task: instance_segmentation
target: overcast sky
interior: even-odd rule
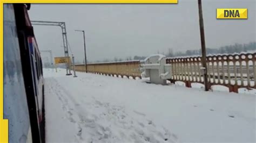
[[[255,0],[202,0],[206,47],[255,41]],[[32,20],[66,22],[68,39],[79,61],[86,33],[90,61],[200,48],[197,0],[178,4],[32,4]],[[218,20],[217,8],[247,8],[246,20]],[[60,27],[34,26],[40,49],[63,56]],[[70,51],[70,54],[71,52]]]

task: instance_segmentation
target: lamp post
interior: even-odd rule
[[[87,60],[86,60],[86,48],[85,46],[85,35],[84,33],[84,30],[76,30],[75,31],[81,32],[84,34],[84,66],[85,66],[85,72],[87,73]]]

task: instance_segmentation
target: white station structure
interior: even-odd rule
[[[166,80],[172,76],[171,65],[166,64],[166,57],[157,54],[146,58],[142,62],[142,67],[144,72],[142,74],[143,77],[150,77],[150,83],[166,85]]]

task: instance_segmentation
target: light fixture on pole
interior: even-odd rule
[[[84,33],[84,30],[75,30],[75,31],[81,32],[84,34],[84,66],[85,66],[85,72],[87,73],[87,60],[86,60],[86,48],[85,46],[85,34]]]

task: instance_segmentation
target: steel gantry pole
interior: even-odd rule
[[[202,49],[202,59],[201,63],[203,65],[203,70],[204,70],[204,81],[205,84],[205,90],[208,91],[208,75],[206,63],[206,49],[205,48],[205,32],[204,29],[204,20],[203,18],[202,3],[201,0],[198,0],[198,9],[199,13],[199,25],[200,34],[201,37],[201,46]]]
[[[85,67],[85,72],[87,73],[86,47],[85,46],[85,34],[84,33],[84,30],[76,30],[75,31],[77,32],[82,32],[84,34],[84,66]]]
[[[65,22],[47,22],[47,21],[35,21],[32,20],[31,24],[36,25],[45,25],[45,26],[57,26],[62,28],[62,38],[63,41],[63,47],[65,56],[69,56],[69,49],[68,47],[68,38],[66,36],[66,25]],[[68,72],[69,69],[69,73]],[[71,72],[71,67],[69,64],[66,63],[66,75],[72,75]]]

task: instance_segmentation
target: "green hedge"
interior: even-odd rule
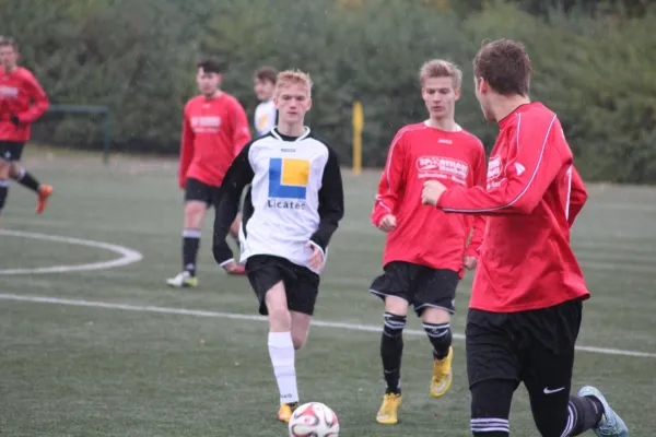
[[[249,115],[256,68],[309,71],[309,122],[344,163],[351,104],[363,102],[366,166],[383,164],[396,130],[425,117],[417,72],[430,58],[462,68],[458,121],[491,145],[496,127],[482,120],[473,97],[471,59],[485,38],[518,38],[534,62],[532,96],[559,114],[584,176],[656,181],[655,14],[593,20],[535,16],[503,2],[482,2],[492,5],[476,12],[462,11],[465,3],[457,11],[421,1],[352,3],[11,1],[0,2],[0,33],[21,40],[25,66],[52,102],[108,105],[118,150],[177,153],[181,108],[195,93],[195,61],[203,54],[229,61],[224,87]],[[37,132],[68,146],[99,146],[102,139],[101,123],[80,116],[47,116]]]

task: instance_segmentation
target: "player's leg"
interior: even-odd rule
[[[208,186],[208,191],[209,191],[208,208],[210,208],[210,206],[218,208],[219,203],[221,202],[221,187],[209,187]],[[242,224],[242,221],[241,221],[239,214],[237,214],[234,222],[230,226],[230,234],[233,236],[233,238],[235,239],[235,243],[237,244],[237,250],[239,249],[239,246],[241,246],[239,237],[238,237],[241,224]],[[225,246],[227,246],[227,243],[225,243]],[[221,267],[223,268],[223,270],[225,270],[225,272],[227,274],[235,274],[235,275],[246,274],[246,269],[243,265],[239,265],[235,260],[229,260],[229,261],[222,263]]]
[[[383,333],[380,335],[380,359],[386,389],[383,404],[376,415],[382,424],[398,423],[401,406],[401,358],[403,355],[403,329],[411,299],[412,265],[407,262],[390,262],[385,273],[376,277],[370,292],[385,302]]]
[[[283,261],[284,262],[284,261]],[[286,264],[288,307],[292,315],[292,342],[297,351],[307,342],[309,323],[314,315],[319,294],[319,275],[312,270],[284,262]]]
[[[536,311],[527,311],[525,324],[549,327],[532,343],[524,382],[534,420],[544,437],[578,436],[595,430],[598,436],[624,437],[624,422],[594,388],[571,395],[574,346],[582,316],[579,299]]]
[[[185,227],[183,229],[183,271],[166,281],[174,287],[198,286],[196,264],[200,248],[202,220],[208,211],[208,186],[201,181],[187,178],[185,186]]]
[[[14,144],[16,147],[20,147],[20,151],[23,150],[23,143]],[[52,187],[36,180],[30,172],[25,170],[25,168],[19,164],[17,160],[11,163],[10,177],[23,187],[36,192],[36,213],[43,213],[48,205],[48,198],[52,194]]]
[[[266,293],[269,314],[269,356],[280,391],[278,418],[289,422],[298,406],[296,352],[292,338],[292,315],[288,308],[284,283],[279,281]]]
[[[414,309],[423,321],[429,340],[433,345],[433,376],[431,395],[440,398],[453,381],[450,316],[455,311],[456,288],[460,276],[447,269],[422,267],[417,279]]]
[[[246,262],[246,273],[260,306],[269,317],[269,356],[280,392],[278,418],[289,422],[298,405],[295,349],[292,339],[292,314],[285,287],[284,260],[270,256],[254,256]]]
[[[239,244],[239,226],[242,226],[242,214],[237,214],[235,221],[230,225],[230,235],[237,241],[237,245]]]
[[[466,328],[471,433],[508,437],[513,394],[522,362],[507,332],[507,315],[470,309]]]
[[[9,172],[12,162],[12,150],[10,143],[0,141],[0,216],[4,209],[7,196],[9,194]]]

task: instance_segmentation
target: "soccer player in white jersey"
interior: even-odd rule
[[[276,104],[273,103],[273,91],[278,73],[271,67],[262,67],[255,72],[253,78],[254,91],[257,99],[260,102],[255,108],[255,131],[256,137],[262,137],[269,133],[276,126]]]
[[[280,390],[278,418],[298,405],[295,351],[307,340],[328,243],[343,216],[337,155],[304,126],[312,81],[298,71],[278,74],[278,126],[243,149],[221,186],[214,221],[214,259],[232,259],[222,244],[244,188],[250,184],[239,232],[242,262],[269,317],[269,355]]]

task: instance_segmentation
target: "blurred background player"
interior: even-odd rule
[[[255,131],[257,137],[262,137],[276,126],[276,104],[273,103],[273,91],[276,90],[276,78],[278,73],[271,67],[262,67],[255,72],[253,78],[254,90],[260,102],[255,108]]]
[[[473,61],[476,96],[500,132],[487,187],[425,182],[422,202],[489,215],[467,317],[471,432],[508,437],[513,394],[528,391],[543,437],[626,437],[604,395],[571,395],[582,302],[589,298],[570,244],[587,194],[558,116],[530,102],[530,60],[519,43],[485,44]],[[599,379],[597,376],[595,379]]]
[[[278,418],[298,406],[295,351],[307,340],[328,244],[344,213],[335,152],[304,127],[312,82],[302,72],[278,75],[278,126],[237,156],[222,186],[214,221],[214,258],[233,258],[223,245],[244,188],[242,262],[269,316],[269,355],[280,391]]]
[[[473,269],[484,228],[482,217],[446,214],[418,202],[423,182],[473,187],[485,181],[482,143],[455,119],[461,71],[432,60],[419,73],[429,119],[401,128],[387,157],[372,222],[387,233],[383,265],[370,292],[385,302],[380,356],[387,389],[376,421],[396,424],[401,404],[402,333],[412,305],[433,345],[431,395],[449,389],[452,373],[450,315],[464,268]],[[472,233],[473,229],[473,233]],[[471,234],[471,241],[467,240]]]
[[[17,163],[30,140],[31,123],[49,106],[46,92],[34,75],[17,66],[19,46],[14,38],[0,36],[0,213],[11,177],[38,196],[36,213],[47,204],[52,187],[42,185]]]
[[[221,63],[215,58],[198,62],[200,95],[185,106],[180,146],[179,186],[185,190],[185,229],[183,231],[183,272],[166,281],[169,286],[197,286],[196,263],[200,229],[208,208],[218,204],[223,177],[250,140],[246,113],[239,102],[221,91]],[[238,235],[239,220],[231,233]],[[222,243],[227,248],[227,243]],[[244,274],[234,259],[221,264],[230,274]]]

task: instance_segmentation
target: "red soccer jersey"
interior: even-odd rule
[[[48,95],[26,69],[19,67],[7,73],[0,67],[0,140],[30,140],[30,125],[49,106]],[[19,126],[11,121],[19,117]]]
[[[424,122],[398,131],[372,213],[375,226],[387,214],[397,220],[396,228],[387,234],[383,264],[406,261],[462,274],[464,256],[478,255],[484,218],[447,214],[423,205],[423,184],[431,179],[447,187],[484,185],[485,152],[478,138],[464,130],[447,132]]]
[[[587,299],[570,246],[587,196],[555,114],[531,103],[499,126],[487,189],[453,187],[437,202],[447,212],[490,215],[470,307],[514,312]]]
[[[191,98],[183,121],[180,188],[188,177],[221,186],[225,172],[249,140],[246,113],[235,97],[221,93],[209,99]]]

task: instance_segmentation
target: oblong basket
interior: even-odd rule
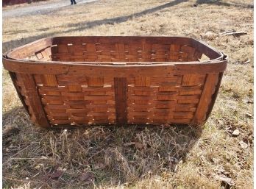
[[[188,38],[85,36],[35,41],[5,53],[3,64],[43,127],[202,125],[227,59]]]

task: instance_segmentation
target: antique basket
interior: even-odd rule
[[[196,126],[210,113],[227,56],[188,38],[56,37],[14,49],[3,63],[43,127]]]

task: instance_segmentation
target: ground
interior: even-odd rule
[[[186,36],[230,60],[202,129],[39,129],[4,71],[4,188],[253,188],[252,1],[100,0],[3,18],[4,51],[57,35]]]

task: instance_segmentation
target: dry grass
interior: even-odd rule
[[[253,2],[202,1],[102,0],[4,18],[4,51],[46,36],[181,35],[224,51],[230,63],[202,130],[107,126],[40,129],[32,125],[4,71],[3,187],[252,188]],[[248,34],[219,35],[230,29]],[[236,129],[240,134],[234,137]],[[241,141],[248,146],[242,148]],[[232,178],[233,185],[225,186],[218,175]]]

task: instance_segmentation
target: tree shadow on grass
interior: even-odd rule
[[[25,38],[4,42],[3,43],[3,52],[5,52],[7,50],[10,50],[11,49],[26,44],[28,43],[30,43],[43,38],[53,37],[60,34],[71,33],[76,31],[91,29],[96,26],[102,26],[104,24],[113,24],[115,23],[120,24],[120,23],[126,22],[127,21],[132,19],[133,18],[141,17],[144,15],[150,14],[150,13],[157,12],[158,10],[163,10],[164,8],[175,6],[180,3],[185,2],[187,1],[188,0],[175,0],[166,4],[164,4],[153,8],[149,8],[143,11],[131,14],[129,15],[118,16],[118,17],[115,17],[112,18],[104,18],[104,19],[96,20],[93,21],[82,21],[82,22],[79,22],[76,24],[68,24],[68,26],[63,25],[63,28],[68,26],[68,28],[71,27],[71,29],[69,29],[63,32],[49,32],[49,33],[44,32],[35,36],[30,36]]]
[[[174,172],[202,133],[201,129],[174,126],[39,129],[22,107],[4,113],[3,124],[4,131],[7,125],[18,128],[4,134],[9,142],[3,144],[3,180],[9,187],[29,182],[42,188],[133,185]]]
[[[196,4],[216,4],[224,7],[235,7],[242,9],[253,9],[253,4],[247,4],[243,3],[236,3],[232,1],[224,2],[221,0],[197,0]]]

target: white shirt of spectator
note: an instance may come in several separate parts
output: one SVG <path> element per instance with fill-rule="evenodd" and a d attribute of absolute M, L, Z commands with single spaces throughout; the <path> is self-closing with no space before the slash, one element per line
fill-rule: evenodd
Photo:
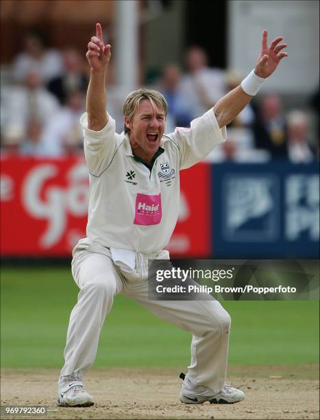
<path fill-rule="evenodd" d="M 164 151 L 152 170 L 135 160 L 127 135 L 115 132 L 114 120 L 100 131 L 89 130 L 81 117 L 90 172 L 86 234 L 75 249 L 103 247 L 153 253 L 169 242 L 179 211 L 180 170 L 203 159 L 226 137 L 212 109 L 194 119 L 190 128 L 164 135 Z M 197 189 L 198 185 L 195 185 Z"/>
<path fill-rule="evenodd" d="M 45 83 L 51 79 L 61 75 L 63 73 L 63 62 L 61 54 L 55 49 L 44 53 L 43 58 L 38 60 L 26 53 L 20 54 L 13 63 L 12 75 L 14 80 L 22 82 L 32 71 L 37 71 Z"/>

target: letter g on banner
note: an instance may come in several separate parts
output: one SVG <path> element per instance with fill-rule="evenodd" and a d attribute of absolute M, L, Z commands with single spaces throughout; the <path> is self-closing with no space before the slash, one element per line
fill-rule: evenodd
<path fill-rule="evenodd" d="M 66 226 L 64 194 L 61 188 L 51 187 L 41 199 L 41 192 L 46 180 L 55 176 L 58 167 L 45 163 L 37 166 L 26 177 L 22 189 L 23 202 L 26 210 L 34 217 L 46 219 L 48 229 L 40 240 L 45 248 L 54 245 L 60 238 Z"/>

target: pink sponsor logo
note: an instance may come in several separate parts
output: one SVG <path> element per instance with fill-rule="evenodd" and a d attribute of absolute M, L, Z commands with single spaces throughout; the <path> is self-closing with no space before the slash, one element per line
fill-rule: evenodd
<path fill-rule="evenodd" d="M 149 196 L 138 193 L 136 195 L 134 224 L 158 224 L 160 222 L 162 216 L 161 194 Z"/>

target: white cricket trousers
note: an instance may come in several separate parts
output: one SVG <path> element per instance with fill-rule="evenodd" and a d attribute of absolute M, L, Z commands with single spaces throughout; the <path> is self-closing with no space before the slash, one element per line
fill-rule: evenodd
<path fill-rule="evenodd" d="M 144 262 L 147 266 L 147 261 Z M 221 390 L 227 371 L 230 317 L 217 301 L 149 300 L 145 278 L 128 281 L 108 256 L 87 250 L 75 252 L 72 268 L 80 292 L 70 316 L 62 376 L 75 373 L 83 377 L 90 367 L 113 298 L 121 292 L 159 318 L 192 333 L 188 377 L 195 385 L 208 386 L 214 393 Z"/>

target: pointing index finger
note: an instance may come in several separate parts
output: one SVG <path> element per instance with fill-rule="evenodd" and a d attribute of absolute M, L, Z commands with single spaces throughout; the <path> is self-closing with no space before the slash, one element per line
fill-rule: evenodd
<path fill-rule="evenodd" d="M 262 49 L 268 47 L 268 31 L 263 30 L 262 32 Z"/>
<path fill-rule="evenodd" d="M 103 42 L 103 40 L 102 39 L 102 27 L 100 23 L 97 23 L 95 28 L 97 31 L 97 38 L 99 38 L 101 41 Z"/>

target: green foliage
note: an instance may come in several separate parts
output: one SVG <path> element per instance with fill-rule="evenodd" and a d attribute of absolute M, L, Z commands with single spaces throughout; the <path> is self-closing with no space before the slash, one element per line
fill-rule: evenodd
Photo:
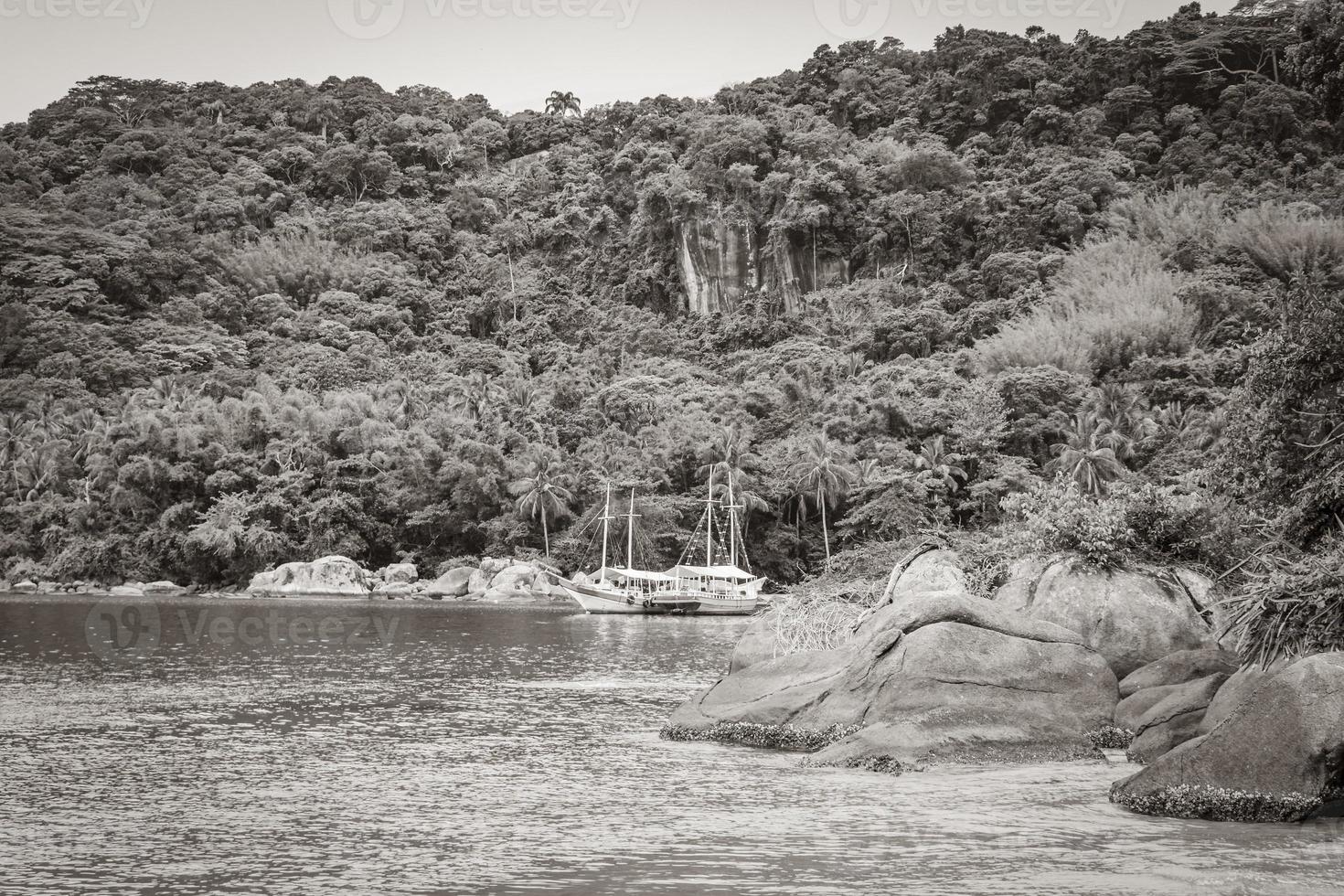
<path fill-rule="evenodd" d="M 1116 567 L 1129 559 L 1137 537 L 1122 501 L 1090 498 L 1071 484 L 1042 484 L 1008 498 L 1008 509 L 1036 553 L 1071 552 Z"/>
<path fill-rule="evenodd" d="M 788 583 L 995 527 L 1051 463 L 1106 492 L 1051 498 L 1052 543 L 1310 544 L 1344 493 L 1337 7 L 953 28 L 515 116 L 90 78 L 0 130 L 0 564 L 573 567 L 607 482 L 671 563 L 712 469 Z M 720 227 L 750 263 L 691 317 L 683 238 Z"/>
<path fill-rule="evenodd" d="M 1344 541 L 1318 553 L 1262 557 L 1224 603 L 1246 662 L 1344 650 Z"/>

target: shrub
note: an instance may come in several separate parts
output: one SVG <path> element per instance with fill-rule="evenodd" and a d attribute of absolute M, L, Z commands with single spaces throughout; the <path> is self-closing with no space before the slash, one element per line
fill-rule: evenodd
<path fill-rule="evenodd" d="M 1181 355 L 1199 320 L 1179 298 L 1184 282 L 1152 246 L 1095 243 L 1068 258 L 1043 305 L 982 340 L 980 355 L 993 372 L 1051 364 L 1075 373 L 1103 373 L 1141 355 Z"/>
<path fill-rule="evenodd" d="M 1073 482 L 1055 480 L 1004 501 L 1011 517 L 1025 525 L 1038 553 L 1079 553 L 1109 568 L 1124 563 L 1134 547 L 1124 500 L 1093 500 Z"/>

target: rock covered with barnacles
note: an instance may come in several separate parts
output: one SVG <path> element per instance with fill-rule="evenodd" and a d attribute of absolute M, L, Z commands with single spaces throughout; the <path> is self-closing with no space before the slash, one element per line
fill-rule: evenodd
<path fill-rule="evenodd" d="M 848 645 L 749 665 L 680 707 L 664 735 L 823 747 L 812 763 L 886 771 L 1094 758 L 1086 735 L 1117 700 L 1116 676 L 1078 634 L 970 595 L 956 559 L 935 552 Z"/>
<path fill-rule="evenodd" d="M 1210 590 L 1192 578 L 1099 570 L 1078 556 L 1030 557 L 1013 567 L 995 602 L 1077 631 L 1125 678 L 1173 653 L 1218 647 L 1215 614 L 1199 602 Z"/>
<path fill-rule="evenodd" d="M 1149 815 L 1296 821 L 1344 806 L 1344 653 L 1259 680 L 1210 733 L 1111 787 Z"/>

--------------------------------

DIRECTIONS FOR THIS TASK: Find each line in the items above that contains the word "basket", matching case exactly, and copy those lines.

CORRECT OUTPUT:
target: oblong basket
target: antique basket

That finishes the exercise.